### TASK SET
**1)** Reproduce the retaining wall thread word for word, from "My question is" up to and including "(Dec 8, 2007)".
**2)** Take the retaining wall thread further, picking up right after its final sentence.

# Retaining Wall / French Drain Question



## bsmith95610 (Feb 14, 2011)

I am going to be building a gravity retaining wall about 3 to 3 and a half feet tall and 30 feet wide with the blocks that have the lip on the back of them. So I am going to be digging a ditch approximately six inches deep then putting wall rock about two inches thick and then compacting it then level it out before I put out my first layer. Then add my second third layer etc.

My question is on the french drain do I put the piping for the french drain right behind the 1st or second row of stones? Then put crushed rock over the french drain for the next one or two feet until the surface?

Any help would be appreciated.


----------



## Bondo (Dec 8, 2007)

Ayuh,... The dranage tile should be behind, or below the lowest point of the wall...


----------



## Bonez (Feb 14, 2011)

Dig a "ditch" about 12 inches deep, fill 10 inches of CRUSHED gravel compacting every 3 inches or so. then add 2 inches of screening to level out the foundation. Lay your first row and second row, your first row should be atleast half buried. From the back of the stone leave about a foot to back fill with CLEAR gravel. Using crushed stone will not allow for good water drainage as it will compact. Run a perforated hard pipe and run it as close to the bottom of the wall as possible. 3 ft high isn't too bad, make sure to route all your water as far as possible from the foundation of the wall.

### RECORD LIST
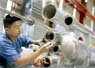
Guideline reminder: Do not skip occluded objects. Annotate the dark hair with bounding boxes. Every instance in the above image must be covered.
[3,14,21,28]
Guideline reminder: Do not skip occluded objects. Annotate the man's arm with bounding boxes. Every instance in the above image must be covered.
[15,42,52,66]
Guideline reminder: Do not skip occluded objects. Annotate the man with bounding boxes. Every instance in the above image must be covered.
[0,15,52,68]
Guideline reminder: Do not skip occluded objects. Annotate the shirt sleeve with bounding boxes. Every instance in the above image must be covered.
[0,42,20,65]
[20,35,32,48]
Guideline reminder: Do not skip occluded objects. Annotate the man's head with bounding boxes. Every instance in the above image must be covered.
[3,15,21,37]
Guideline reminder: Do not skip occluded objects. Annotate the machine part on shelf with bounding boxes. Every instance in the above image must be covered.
[0,7,34,23]
[61,34,88,66]
[42,4,92,34]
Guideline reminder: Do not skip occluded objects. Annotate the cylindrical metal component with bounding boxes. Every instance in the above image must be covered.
[43,56,60,68]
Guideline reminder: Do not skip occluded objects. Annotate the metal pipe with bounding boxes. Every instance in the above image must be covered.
[0,6,55,31]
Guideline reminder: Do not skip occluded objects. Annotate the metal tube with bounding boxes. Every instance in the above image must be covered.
[0,6,55,31]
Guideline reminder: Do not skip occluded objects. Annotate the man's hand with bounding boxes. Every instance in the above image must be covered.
[32,57,48,67]
[39,42,53,53]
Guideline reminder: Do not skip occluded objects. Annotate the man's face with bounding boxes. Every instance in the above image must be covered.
[7,20,21,37]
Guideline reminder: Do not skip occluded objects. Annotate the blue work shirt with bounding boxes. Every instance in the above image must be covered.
[0,33,32,65]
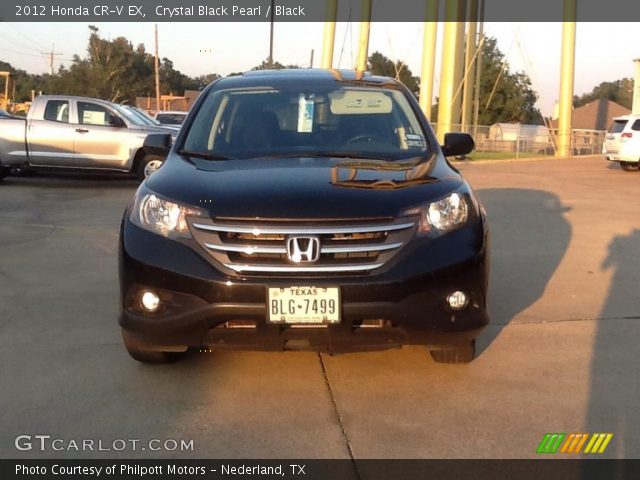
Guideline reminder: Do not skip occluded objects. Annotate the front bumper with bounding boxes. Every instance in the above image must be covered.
[120,215,489,353]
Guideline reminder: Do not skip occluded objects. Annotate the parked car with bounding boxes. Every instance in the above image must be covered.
[602,115,640,172]
[154,112,187,125]
[0,95,175,180]
[119,70,489,363]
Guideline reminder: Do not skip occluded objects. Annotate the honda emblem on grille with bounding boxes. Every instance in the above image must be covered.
[287,236,320,263]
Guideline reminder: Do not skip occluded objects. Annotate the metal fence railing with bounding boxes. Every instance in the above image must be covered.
[432,123,607,158]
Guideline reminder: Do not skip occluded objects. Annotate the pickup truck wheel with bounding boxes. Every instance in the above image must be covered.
[429,340,476,363]
[136,155,164,181]
[122,330,184,363]
[620,162,640,172]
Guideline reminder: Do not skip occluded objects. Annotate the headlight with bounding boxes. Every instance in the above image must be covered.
[131,186,204,237]
[407,193,469,233]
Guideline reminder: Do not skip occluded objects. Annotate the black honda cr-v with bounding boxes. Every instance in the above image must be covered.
[120,70,489,363]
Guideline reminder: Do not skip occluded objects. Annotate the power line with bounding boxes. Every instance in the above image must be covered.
[40,45,62,75]
[0,48,47,58]
[5,23,46,50]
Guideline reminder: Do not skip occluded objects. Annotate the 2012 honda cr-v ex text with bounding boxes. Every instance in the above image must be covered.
[120,70,489,363]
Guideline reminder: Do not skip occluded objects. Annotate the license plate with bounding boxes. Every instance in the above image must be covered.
[268,286,340,325]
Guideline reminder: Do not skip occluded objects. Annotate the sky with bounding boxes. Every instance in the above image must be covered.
[0,22,640,115]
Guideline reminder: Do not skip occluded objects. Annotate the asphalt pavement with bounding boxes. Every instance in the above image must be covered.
[0,158,640,459]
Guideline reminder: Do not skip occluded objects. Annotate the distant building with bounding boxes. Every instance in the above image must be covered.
[136,90,200,112]
[551,98,631,131]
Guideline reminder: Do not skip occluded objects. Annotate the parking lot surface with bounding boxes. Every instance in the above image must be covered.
[0,158,640,458]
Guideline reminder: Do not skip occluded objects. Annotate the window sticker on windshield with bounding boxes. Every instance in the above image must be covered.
[298,93,314,133]
[404,133,424,147]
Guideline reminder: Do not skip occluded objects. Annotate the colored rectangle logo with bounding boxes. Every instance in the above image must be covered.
[536,433,613,454]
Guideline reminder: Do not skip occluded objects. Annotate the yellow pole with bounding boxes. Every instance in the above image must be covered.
[462,0,478,133]
[436,0,460,142]
[3,72,10,110]
[557,0,577,157]
[631,58,640,115]
[154,23,162,113]
[451,0,467,131]
[419,0,439,120]
[320,0,338,68]
[356,0,372,72]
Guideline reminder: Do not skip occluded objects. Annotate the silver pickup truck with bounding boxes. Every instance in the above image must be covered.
[0,95,176,180]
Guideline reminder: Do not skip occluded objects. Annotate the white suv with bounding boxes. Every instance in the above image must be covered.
[602,115,640,172]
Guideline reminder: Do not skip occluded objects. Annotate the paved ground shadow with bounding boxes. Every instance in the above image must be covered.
[477,188,571,353]
[582,229,640,479]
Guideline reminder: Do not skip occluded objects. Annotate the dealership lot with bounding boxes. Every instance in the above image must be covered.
[0,158,640,458]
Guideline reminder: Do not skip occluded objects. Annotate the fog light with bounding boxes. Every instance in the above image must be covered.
[447,290,469,310]
[140,290,160,312]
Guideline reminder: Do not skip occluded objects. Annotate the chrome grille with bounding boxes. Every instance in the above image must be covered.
[189,218,416,273]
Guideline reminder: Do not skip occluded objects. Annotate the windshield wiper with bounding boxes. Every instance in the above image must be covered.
[178,150,235,160]
[260,150,388,160]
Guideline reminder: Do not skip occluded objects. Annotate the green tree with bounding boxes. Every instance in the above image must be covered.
[369,52,420,95]
[573,78,633,109]
[0,26,219,102]
[250,58,300,70]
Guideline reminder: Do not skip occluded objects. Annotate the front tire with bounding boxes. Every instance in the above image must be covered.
[136,155,164,182]
[122,330,184,363]
[620,162,640,172]
[429,339,476,364]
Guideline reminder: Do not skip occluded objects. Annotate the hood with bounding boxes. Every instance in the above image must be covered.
[146,154,463,219]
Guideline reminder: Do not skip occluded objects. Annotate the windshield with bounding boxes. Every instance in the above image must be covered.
[156,113,187,125]
[183,85,427,160]
[122,105,160,127]
[609,120,627,133]
[111,103,148,126]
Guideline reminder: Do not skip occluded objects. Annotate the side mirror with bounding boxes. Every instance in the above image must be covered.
[442,133,476,157]
[109,115,127,128]
[142,133,172,157]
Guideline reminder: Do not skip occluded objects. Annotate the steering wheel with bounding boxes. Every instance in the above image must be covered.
[345,133,388,145]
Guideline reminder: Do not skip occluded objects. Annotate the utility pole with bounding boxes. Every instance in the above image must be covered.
[462,0,478,133]
[436,0,464,142]
[320,0,338,68]
[356,0,372,72]
[40,45,62,75]
[269,0,276,68]
[154,23,161,113]
[472,0,484,138]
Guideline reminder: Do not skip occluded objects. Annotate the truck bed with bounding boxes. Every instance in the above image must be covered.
[0,118,27,165]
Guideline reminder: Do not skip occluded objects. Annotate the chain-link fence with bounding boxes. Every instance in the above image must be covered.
[432,123,607,158]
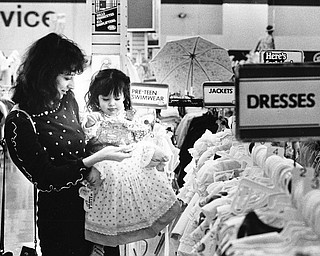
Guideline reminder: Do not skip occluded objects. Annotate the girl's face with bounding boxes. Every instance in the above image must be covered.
[57,74,74,99]
[98,93,124,116]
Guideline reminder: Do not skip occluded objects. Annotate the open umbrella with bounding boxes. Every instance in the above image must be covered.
[150,37,233,98]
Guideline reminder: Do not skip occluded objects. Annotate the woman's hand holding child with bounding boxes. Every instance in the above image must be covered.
[146,147,169,171]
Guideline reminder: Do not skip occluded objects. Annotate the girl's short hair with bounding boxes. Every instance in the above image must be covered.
[85,69,131,111]
[12,33,87,113]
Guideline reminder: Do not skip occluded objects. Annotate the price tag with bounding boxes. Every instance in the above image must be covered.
[266,146,284,158]
[292,167,320,195]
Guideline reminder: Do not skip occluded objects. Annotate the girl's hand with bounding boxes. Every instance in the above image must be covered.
[146,147,169,171]
[101,145,134,162]
[82,146,134,167]
[85,112,100,128]
[87,168,102,187]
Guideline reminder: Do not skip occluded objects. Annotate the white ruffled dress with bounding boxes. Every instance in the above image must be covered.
[81,112,180,246]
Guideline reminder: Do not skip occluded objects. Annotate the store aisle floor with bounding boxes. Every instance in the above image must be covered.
[0,152,34,255]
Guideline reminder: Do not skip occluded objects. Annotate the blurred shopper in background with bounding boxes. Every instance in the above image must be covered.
[255,25,276,52]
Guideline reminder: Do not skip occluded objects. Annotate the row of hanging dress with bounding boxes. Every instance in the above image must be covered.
[174,111,219,187]
[172,128,320,256]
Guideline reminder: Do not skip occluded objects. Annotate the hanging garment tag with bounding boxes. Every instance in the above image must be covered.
[79,187,93,212]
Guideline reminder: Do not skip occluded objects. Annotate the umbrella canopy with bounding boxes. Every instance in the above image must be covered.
[150,37,233,98]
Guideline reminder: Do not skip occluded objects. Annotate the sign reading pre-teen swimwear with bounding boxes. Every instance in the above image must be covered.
[130,83,169,109]
[95,1,118,32]
[203,81,235,107]
[259,50,304,63]
[235,63,320,141]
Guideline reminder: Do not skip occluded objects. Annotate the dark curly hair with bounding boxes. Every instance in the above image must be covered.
[85,69,132,111]
[12,33,87,113]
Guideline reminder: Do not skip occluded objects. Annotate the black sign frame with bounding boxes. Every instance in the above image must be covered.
[235,62,320,141]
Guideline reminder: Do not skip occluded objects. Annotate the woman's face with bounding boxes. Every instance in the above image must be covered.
[98,93,124,116]
[57,74,74,99]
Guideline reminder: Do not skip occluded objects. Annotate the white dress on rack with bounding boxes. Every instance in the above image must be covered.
[80,111,180,246]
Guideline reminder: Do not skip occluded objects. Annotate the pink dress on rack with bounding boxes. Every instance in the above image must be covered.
[80,111,180,246]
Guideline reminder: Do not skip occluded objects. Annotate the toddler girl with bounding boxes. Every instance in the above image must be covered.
[82,69,180,254]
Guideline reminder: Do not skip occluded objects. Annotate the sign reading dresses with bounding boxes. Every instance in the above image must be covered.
[236,63,320,141]
[130,83,169,109]
[95,7,118,32]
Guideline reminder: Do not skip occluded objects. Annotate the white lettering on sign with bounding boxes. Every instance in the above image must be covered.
[238,77,320,127]
[264,51,288,63]
[0,5,54,27]
[203,81,235,107]
[209,88,233,94]
[259,50,304,63]
[247,93,316,109]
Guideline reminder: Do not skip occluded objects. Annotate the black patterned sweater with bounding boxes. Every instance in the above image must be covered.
[5,92,88,218]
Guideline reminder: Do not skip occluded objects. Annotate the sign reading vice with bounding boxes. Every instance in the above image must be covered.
[203,81,235,107]
[130,83,169,109]
[236,63,320,141]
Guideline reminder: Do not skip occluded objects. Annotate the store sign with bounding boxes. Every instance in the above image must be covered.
[259,50,304,63]
[236,63,320,141]
[203,81,235,107]
[130,83,169,109]
[95,7,118,32]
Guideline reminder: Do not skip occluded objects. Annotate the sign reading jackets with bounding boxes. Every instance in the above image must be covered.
[203,81,235,107]
[236,63,320,141]
[130,83,169,109]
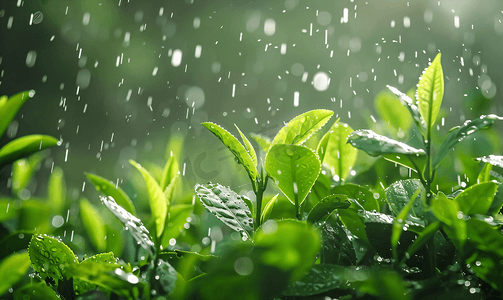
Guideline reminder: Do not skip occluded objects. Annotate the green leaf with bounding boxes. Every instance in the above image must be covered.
[0,252,30,296]
[320,218,356,266]
[431,192,466,249]
[417,53,444,128]
[307,195,351,224]
[79,198,107,252]
[162,204,194,248]
[28,235,78,283]
[129,160,168,237]
[317,122,358,181]
[12,151,49,195]
[476,155,503,168]
[477,162,494,183]
[391,188,421,261]
[271,109,334,148]
[159,156,179,191]
[201,122,257,180]
[337,209,370,245]
[433,115,503,170]
[454,182,498,215]
[265,144,321,205]
[47,167,66,215]
[100,196,156,256]
[0,135,58,166]
[195,183,253,239]
[283,264,346,297]
[85,173,136,216]
[251,134,271,153]
[386,179,426,221]
[386,85,426,136]
[374,86,412,133]
[260,194,279,224]
[331,183,379,211]
[466,219,503,260]
[348,129,426,171]
[0,90,35,137]
[234,124,257,167]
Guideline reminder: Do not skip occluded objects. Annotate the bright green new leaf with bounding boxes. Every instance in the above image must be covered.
[387,85,426,136]
[307,195,351,224]
[386,179,426,221]
[0,90,35,137]
[431,192,466,249]
[417,53,444,128]
[433,115,503,170]
[251,134,271,153]
[79,198,107,252]
[100,196,156,256]
[348,129,426,172]
[129,160,168,237]
[85,173,136,216]
[28,235,78,284]
[265,144,321,205]
[374,90,412,133]
[271,109,334,147]
[201,122,257,180]
[260,194,279,224]
[0,134,58,166]
[194,183,253,239]
[0,252,30,296]
[159,156,180,191]
[476,155,503,168]
[162,204,194,248]
[47,167,66,214]
[391,188,421,261]
[234,124,257,167]
[317,122,358,181]
[337,209,370,245]
[331,183,379,211]
[454,182,498,215]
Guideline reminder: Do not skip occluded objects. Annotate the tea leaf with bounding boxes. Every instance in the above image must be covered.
[433,115,503,170]
[386,179,426,221]
[28,235,78,283]
[307,195,351,224]
[348,129,426,172]
[431,192,466,249]
[269,109,334,149]
[417,53,444,128]
[79,198,107,252]
[100,196,154,256]
[0,252,30,296]
[85,173,136,216]
[265,144,321,205]
[234,124,257,166]
[129,160,168,237]
[0,90,35,137]
[0,135,58,166]
[201,122,257,180]
[476,155,503,168]
[317,122,358,181]
[386,85,426,136]
[454,182,498,215]
[260,194,279,224]
[331,183,379,211]
[195,183,253,239]
[374,86,412,133]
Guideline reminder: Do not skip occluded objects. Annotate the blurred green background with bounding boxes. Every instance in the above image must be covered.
[0,0,503,201]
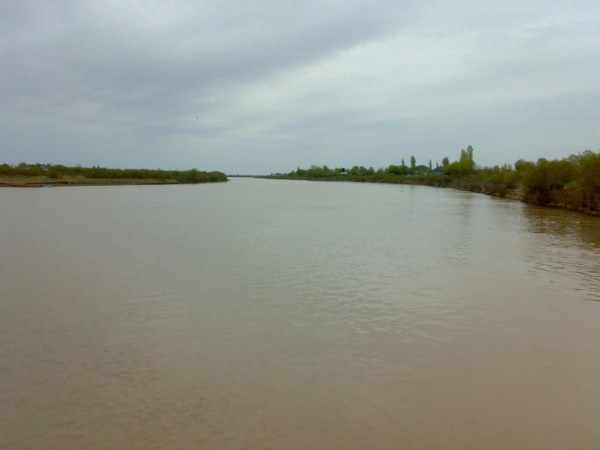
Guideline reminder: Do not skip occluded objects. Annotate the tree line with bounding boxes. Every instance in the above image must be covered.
[278,146,600,215]
[0,163,227,183]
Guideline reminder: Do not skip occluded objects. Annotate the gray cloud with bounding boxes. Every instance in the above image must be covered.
[0,0,600,173]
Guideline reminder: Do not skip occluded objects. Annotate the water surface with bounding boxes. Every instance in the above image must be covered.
[0,179,600,449]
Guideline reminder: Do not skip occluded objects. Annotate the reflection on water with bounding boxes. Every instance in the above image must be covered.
[523,206,600,301]
[0,179,600,449]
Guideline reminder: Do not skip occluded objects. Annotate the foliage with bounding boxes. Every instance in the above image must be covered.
[0,163,227,183]
[276,145,600,215]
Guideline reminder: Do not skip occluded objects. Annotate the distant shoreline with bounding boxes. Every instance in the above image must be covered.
[0,176,227,188]
[254,175,600,217]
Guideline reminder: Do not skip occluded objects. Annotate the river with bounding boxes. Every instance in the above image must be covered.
[0,178,600,450]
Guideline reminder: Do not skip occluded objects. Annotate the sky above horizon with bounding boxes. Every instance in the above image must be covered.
[0,0,600,174]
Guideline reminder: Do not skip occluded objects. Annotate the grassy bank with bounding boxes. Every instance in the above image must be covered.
[0,163,227,187]
[269,147,600,216]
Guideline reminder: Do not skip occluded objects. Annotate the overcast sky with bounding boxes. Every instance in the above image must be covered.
[0,0,600,174]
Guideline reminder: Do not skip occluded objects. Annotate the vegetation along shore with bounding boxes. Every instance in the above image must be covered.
[0,163,227,187]
[268,146,600,216]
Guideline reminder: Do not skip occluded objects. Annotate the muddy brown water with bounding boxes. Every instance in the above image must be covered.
[0,179,600,450]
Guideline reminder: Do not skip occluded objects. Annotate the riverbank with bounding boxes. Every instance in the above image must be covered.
[0,176,227,188]
[257,175,600,217]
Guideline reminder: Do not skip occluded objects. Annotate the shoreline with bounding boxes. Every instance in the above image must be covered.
[0,177,227,188]
[255,176,600,217]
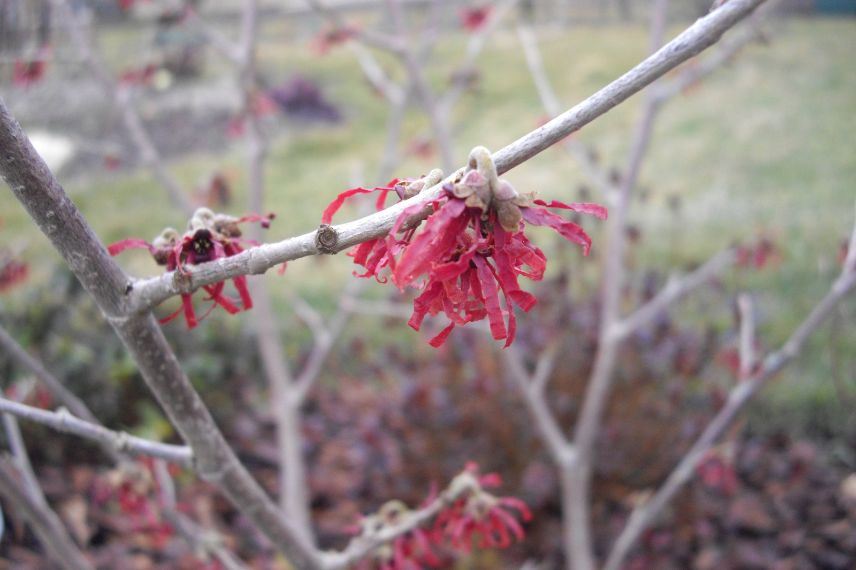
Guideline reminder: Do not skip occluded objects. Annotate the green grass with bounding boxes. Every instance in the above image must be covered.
[0,14,856,430]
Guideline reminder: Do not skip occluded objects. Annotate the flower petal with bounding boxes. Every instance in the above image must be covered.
[534,199,608,220]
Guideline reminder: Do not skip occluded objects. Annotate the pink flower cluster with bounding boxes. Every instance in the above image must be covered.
[322,147,607,347]
[357,462,532,570]
[107,208,274,329]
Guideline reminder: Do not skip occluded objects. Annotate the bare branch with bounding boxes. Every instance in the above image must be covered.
[128,0,764,311]
[3,406,48,505]
[154,460,247,570]
[502,345,573,465]
[610,248,736,341]
[53,0,193,216]
[0,398,192,466]
[184,6,243,65]
[306,0,405,55]
[0,96,318,568]
[0,457,95,570]
[604,244,856,570]
[737,293,755,380]
[561,0,686,570]
[517,23,615,197]
[437,0,520,116]
[323,468,482,570]
[655,27,761,101]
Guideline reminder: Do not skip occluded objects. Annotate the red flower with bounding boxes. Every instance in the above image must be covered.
[312,26,357,55]
[434,463,532,552]
[324,147,607,347]
[12,57,47,87]
[119,63,158,86]
[0,258,30,293]
[350,463,532,570]
[460,6,491,32]
[356,501,442,570]
[107,208,274,329]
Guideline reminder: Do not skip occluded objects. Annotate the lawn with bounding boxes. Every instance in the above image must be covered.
[0,13,856,425]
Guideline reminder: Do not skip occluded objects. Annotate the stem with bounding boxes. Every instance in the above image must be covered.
[128,0,764,311]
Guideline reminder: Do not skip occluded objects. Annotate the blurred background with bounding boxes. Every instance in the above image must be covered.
[0,0,856,569]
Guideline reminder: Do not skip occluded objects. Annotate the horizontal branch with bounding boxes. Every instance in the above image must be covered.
[126,0,764,311]
[0,398,192,466]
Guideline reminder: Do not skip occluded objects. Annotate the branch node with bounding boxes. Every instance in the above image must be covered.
[315,224,339,255]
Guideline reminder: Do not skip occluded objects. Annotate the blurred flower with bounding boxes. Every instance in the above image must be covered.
[357,462,532,570]
[312,25,357,55]
[12,49,47,88]
[460,6,491,32]
[268,75,342,123]
[119,63,158,87]
[107,208,274,329]
[0,257,30,293]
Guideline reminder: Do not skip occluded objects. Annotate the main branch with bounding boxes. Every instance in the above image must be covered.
[122,0,764,311]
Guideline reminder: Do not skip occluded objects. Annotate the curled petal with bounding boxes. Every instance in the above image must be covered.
[534,199,608,220]
[473,257,508,340]
[428,321,455,348]
[107,238,156,255]
[520,208,591,255]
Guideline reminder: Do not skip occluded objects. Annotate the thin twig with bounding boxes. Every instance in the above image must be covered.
[154,459,248,570]
[561,0,668,570]
[0,325,103,423]
[604,227,856,570]
[0,457,95,570]
[0,398,192,466]
[127,0,764,311]
[517,22,615,197]
[737,293,755,380]
[609,248,736,341]
[0,97,320,569]
[53,0,193,216]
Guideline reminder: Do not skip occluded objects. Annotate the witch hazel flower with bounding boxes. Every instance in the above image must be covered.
[324,147,607,347]
[107,208,274,329]
[350,462,532,570]
[321,168,443,283]
[356,500,442,570]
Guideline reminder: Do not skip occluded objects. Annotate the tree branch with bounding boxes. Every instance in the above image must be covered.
[502,345,574,466]
[127,0,764,311]
[561,0,668,570]
[0,398,192,467]
[604,228,856,570]
[0,95,318,568]
[609,248,736,342]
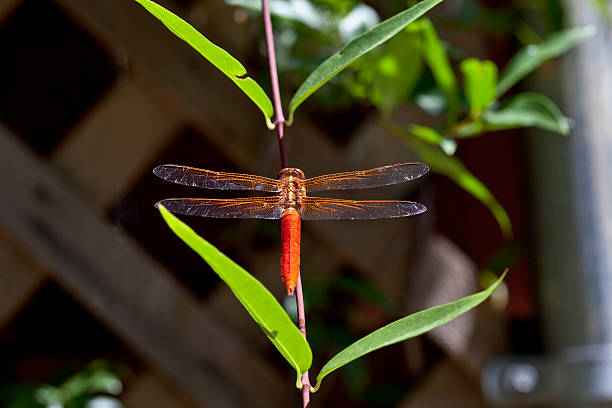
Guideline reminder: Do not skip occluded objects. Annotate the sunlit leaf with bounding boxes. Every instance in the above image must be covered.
[159,206,312,380]
[384,124,512,238]
[412,125,457,156]
[497,26,595,96]
[135,0,274,128]
[313,272,506,392]
[483,93,570,135]
[420,19,459,123]
[461,58,497,117]
[352,30,423,117]
[289,0,443,122]
[338,3,380,42]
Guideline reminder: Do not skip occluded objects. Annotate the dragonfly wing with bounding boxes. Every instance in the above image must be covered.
[300,197,427,220]
[155,197,283,220]
[153,164,280,193]
[303,163,429,191]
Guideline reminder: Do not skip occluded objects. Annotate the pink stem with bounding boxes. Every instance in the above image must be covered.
[261,0,310,408]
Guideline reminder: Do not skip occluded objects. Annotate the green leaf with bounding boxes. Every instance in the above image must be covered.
[349,30,423,117]
[384,124,512,238]
[420,18,459,123]
[460,58,497,118]
[312,272,506,392]
[497,26,595,96]
[412,125,457,156]
[159,205,312,383]
[135,0,274,129]
[289,0,443,122]
[483,92,570,135]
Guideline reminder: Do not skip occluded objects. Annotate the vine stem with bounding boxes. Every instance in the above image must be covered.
[261,0,311,408]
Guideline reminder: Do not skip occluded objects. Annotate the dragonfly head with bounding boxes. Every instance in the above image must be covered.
[278,167,305,180]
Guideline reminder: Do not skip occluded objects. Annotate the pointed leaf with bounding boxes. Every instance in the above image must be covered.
[385,125,512,238]
[483,92,570,135]
[497,26,595,96]
[135,0,274,128]
[421,18,459,123]
[289,0,443,122]
[312,272,506,392]
[461,58,497,117]
[159,205,312,379]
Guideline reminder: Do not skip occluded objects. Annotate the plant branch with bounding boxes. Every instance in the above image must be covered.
[261,0,310,408]
[261,0,289,168]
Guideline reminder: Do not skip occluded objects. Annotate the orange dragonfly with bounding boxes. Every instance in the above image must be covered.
[153,163,429,296]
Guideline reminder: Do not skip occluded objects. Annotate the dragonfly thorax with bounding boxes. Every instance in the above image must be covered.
[278,168,306,209]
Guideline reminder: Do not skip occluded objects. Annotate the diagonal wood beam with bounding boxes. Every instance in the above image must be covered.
[0,127,289,408]
[55,0,268,168]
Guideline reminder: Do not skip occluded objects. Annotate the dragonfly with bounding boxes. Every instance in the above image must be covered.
[153,163,429,296]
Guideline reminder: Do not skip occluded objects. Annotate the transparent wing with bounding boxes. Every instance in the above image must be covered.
[153,164,280,193]
[155,197,283,220]
[303,163,429,191]
[300,197,427,220]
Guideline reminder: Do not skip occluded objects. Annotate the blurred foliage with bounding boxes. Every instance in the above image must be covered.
[226,0,594,238]
[0,360,126,408]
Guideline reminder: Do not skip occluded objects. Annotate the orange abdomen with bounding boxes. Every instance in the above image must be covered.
[281,208,302,296]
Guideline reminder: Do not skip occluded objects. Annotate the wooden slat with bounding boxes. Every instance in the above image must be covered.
[0,230,46,331]
[398,361,488,408]
[0,128,287,407]
[121,371,202,408]
[56,0,262,168]
[53,77,180,207]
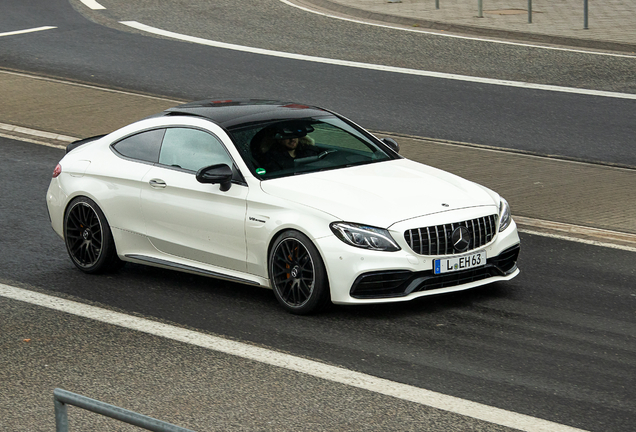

### ANSWERS FOR THE TASKS
**1)**
My question is on the french drain do I put the piping for the french drain right behind the 1st or second row of stones? Then put crushed rock over the french drain for the next one or two feet until the surface?

Any help would be appreciated.


----------



## Bondo (Dec 8, 2007)

**2)**
Hope that helps


----------



## Steeler99 (Jan 30, 2011)

um, Im not sure you want to build any retaining wall without a proper foundation. I guess I'd have to see the conditions to say for sure. Even a short height wall can be holding a heck of a load in certain soil conditions. 

I'd check the codes in your area, because I believe any retaining wall over 42" requires an engineer's approval. You may raise a few eyebrows should your friendly code inspector drive by that big shiny new wall you just put up.

I'd put the drain behind the crushed stone so that the bottom of the drain pipe is at the bottom level of the stone

Make sure you use the french drain with the screen on it too, the others will just clog with rain and time.


----------



## bsmith95610 (Feb 14, 2011)

Bonez - When you say add 2 inches of screening to level out the foundation. Do you mean geogrid?

Steeler99 - I am going to make the wall under 42". I don't want to mess with any permits.


----------



## concretemasonry (Oct 10, 2006)

When using segmental retaining wall block (SRWs) and concrete footing is not recommended or required. This applies even to 40' high engineered walls.

Should be no problem using SRWs for under 4' high and even 5' in some jurisdictions with no engineering. For over 5' the product licensors and manufacturers say the wall should be engineered, but concrete footings are not recommended or required.

Dick


----------



## jomama45 (Nov 13, 2008)

This isn't always understood very clearly, so I've attached a digram from Versa-lok. Notice that the pipe should be above the finished grade on the front side of the wall, NOT sitting on the footing. Impervious soil under the pipe rather than a clear draining stone. The concept here is to get the water to exit the face of the wall rather than saturate the footing & soil the wall bears on.


----------



## elarreau (Aug 5, 2009)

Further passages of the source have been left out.